## Start
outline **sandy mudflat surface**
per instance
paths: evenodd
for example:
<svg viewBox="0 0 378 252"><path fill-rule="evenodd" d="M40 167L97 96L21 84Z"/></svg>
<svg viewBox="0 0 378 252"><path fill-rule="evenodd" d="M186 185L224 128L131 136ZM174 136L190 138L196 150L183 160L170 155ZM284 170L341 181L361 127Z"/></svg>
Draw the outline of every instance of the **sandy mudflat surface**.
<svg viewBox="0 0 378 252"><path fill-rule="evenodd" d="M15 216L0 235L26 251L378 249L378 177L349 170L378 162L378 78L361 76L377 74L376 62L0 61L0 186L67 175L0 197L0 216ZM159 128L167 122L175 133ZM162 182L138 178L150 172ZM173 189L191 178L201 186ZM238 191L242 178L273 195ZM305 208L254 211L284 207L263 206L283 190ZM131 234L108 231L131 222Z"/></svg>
## End
Recast the listing above as a two-column CSV with the header row input,output and one row per block. Put each block's text in input and its answer in output, each as a single quoted field with line breaks replaced by spaces.

input,output
"outline **sandy mudflat surface** per instance paths: evenodd for example: <svg viewBox=""0 0 378 252""><path fill-rule=""evenodd"" d=""M40 167L97 96L21 84Z""/></svg> <svg viewBox=""0 0 378 252""><path fill-rule=""evenodd"" d=""M186 185L224 128L131 136ZM174 136L190 138L196 150L183 160L170 155ZM284 170L341 181L361 127Z""/></svg> Draw the outline of every instance of the **sandy mudflat surface**.","<svg viewBox=""0 0 378 252""><path fill-rule=""evenodd"" d=""M15 216L0 235L26 251L378 249L378 177L349 170L378 162L378 78L361 76L377 74L376 62L0 61L0 186L67 175L0 197L0 216ZM159 128L167 122L175 133ZM162 182L138 178L150 172ZM173 189L191 178L201 186ZM238 191L242 178L273 195ZM305 208L254 211L284 207L263 206L283 190ZM131 234L108 231L131 222Z""/></svg>"